Posted on 10/27/2006 11:31:40 AM PDT by gobucks
Didn't you say once that your wife gets really argumentative when you have too many of those? Or am I thinking of Gin instead?
Anywah, our son had apparently done acrobatics in the womb, and tangled the umbilical cord. So my wife had to have a C-section... Oh, and they numbed her up first.
Toss in kidney stones, hangnail removal, lasix, laporoscopic procedures, stitches, broken bones and bee stings etc.
Oh, and no aspirin, tylenol, aleive for headaches, muscle sprains, etc.
Pain is our friend!
Holy smokes.. TEN POUNDS??? God Bless you. Mine were both around 8 pounds and that was more than big enough for me.
MM
All I ask is that you stop writing these childbirth without drugs is wonderful articles and have MRS. Gobucks put her words on paper.
Even better, let her do it when you aren't around and post it without you reading it first.
I'm willing to bet my Grannies chamber pot that while she goes along with it, some things aren't as blissful as you make out.
I salute you. :-)
My wife had our second all natural about six months ago. No issues.
57 minutes of labor, I delivered the baby and was part of the experience; she was fine and walking around two hours later.
Had we followed the 'directives' of the medical establishment, I would have watched, my wife would have been miserable, and it surely would have taken longer with a higher probability of a C-section.
Labor and delivery is big money in America.
Good luck!
I have a co-worker who had 3, all in the 9 to 10 pound range.
Even with an epi at the end of each delivery, she refused to go for #4.
Hats off too you dear!

######

In the childbirth thread, list every item named in the sentence that begins "Toss in". The records that come next have nothing to do with the childbirth thread.

(Region pointing data)
######

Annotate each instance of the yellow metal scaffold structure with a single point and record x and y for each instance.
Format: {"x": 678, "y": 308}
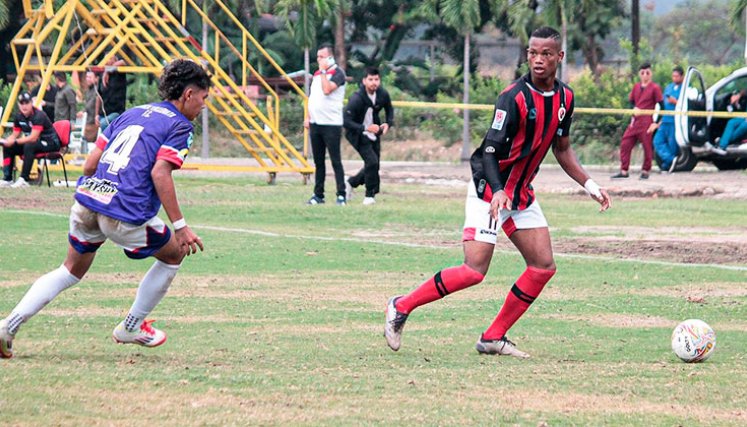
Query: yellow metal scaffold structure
{"x": 84, "y": 34}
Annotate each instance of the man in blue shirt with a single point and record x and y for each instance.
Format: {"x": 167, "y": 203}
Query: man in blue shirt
{"x": 127, "y": 177}
{"x": 664, "y": 142}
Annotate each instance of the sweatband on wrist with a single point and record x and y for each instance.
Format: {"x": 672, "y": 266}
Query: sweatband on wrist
{"x": 592, "y": 188}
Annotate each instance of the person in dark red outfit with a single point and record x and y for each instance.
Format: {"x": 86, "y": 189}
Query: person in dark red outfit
{"x": 532, "y": 116}
{"x": 644, "y": 96}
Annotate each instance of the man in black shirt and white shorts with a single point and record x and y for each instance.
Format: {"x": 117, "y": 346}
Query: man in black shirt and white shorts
{"x": 32, "y": 133}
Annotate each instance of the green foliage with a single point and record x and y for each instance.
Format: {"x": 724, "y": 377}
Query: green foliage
{"x": 446, "y": 124}
{"x": 599, "y": 131}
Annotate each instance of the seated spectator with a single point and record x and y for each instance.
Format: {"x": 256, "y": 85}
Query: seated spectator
{"x": 64, "y": 101}
{"x": 32, "y": 133}
{"x": 50, "y": 95}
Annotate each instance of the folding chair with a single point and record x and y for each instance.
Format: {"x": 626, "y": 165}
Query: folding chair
{"x": 63, "y": 128}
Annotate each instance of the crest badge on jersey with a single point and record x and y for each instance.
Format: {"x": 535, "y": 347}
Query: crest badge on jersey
{"x": 500, "y": 118}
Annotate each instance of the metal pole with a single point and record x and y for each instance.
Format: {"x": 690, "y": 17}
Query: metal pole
{"x": 466, "y": 143}
{"x": 205, "y": 125}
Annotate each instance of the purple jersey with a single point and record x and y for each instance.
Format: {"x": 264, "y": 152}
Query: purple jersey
{"x": 122, "y": 187}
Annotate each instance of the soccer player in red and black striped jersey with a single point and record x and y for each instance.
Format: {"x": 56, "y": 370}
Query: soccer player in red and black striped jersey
{"x": 532, "y": 115}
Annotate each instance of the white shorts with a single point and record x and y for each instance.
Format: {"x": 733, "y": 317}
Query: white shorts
{"x": 89, "y": 230}
{"x": 481, "y": 227}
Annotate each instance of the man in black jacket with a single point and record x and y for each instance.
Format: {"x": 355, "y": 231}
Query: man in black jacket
{"x": 363, "y": 128}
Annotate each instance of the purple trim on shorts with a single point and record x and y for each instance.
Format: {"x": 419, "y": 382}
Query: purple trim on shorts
{"x": 154, "y": 239}
{"x": 83, "y": 247}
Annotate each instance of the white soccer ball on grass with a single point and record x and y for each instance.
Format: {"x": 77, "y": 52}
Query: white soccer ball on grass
{"x": 693, "y": 341}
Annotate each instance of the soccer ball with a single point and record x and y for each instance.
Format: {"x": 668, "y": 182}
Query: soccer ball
{"x": 693, "y": 341}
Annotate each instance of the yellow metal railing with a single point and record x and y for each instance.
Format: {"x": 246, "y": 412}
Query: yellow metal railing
{"x": 146, "y": 34}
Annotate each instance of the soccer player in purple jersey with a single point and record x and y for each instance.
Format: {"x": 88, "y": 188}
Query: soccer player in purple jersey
{"x": 127, "y": 178}
{"x": 532, "y": 115}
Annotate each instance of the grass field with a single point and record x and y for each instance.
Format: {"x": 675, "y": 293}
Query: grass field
{"x": 279, "y": 321}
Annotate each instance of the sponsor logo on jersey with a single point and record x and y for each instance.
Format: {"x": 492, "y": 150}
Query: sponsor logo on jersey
{"x": 101, "y": 190}
{"x": 500, "y": 118}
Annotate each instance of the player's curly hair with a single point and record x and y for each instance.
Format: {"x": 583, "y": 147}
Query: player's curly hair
{"x": 546, "y": 33}
{"x": 178, "y": 75}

######

• Solution: kidney stones, hangnail removal, lasix, laporoscopic procedures, stitches, broken bones, bee stings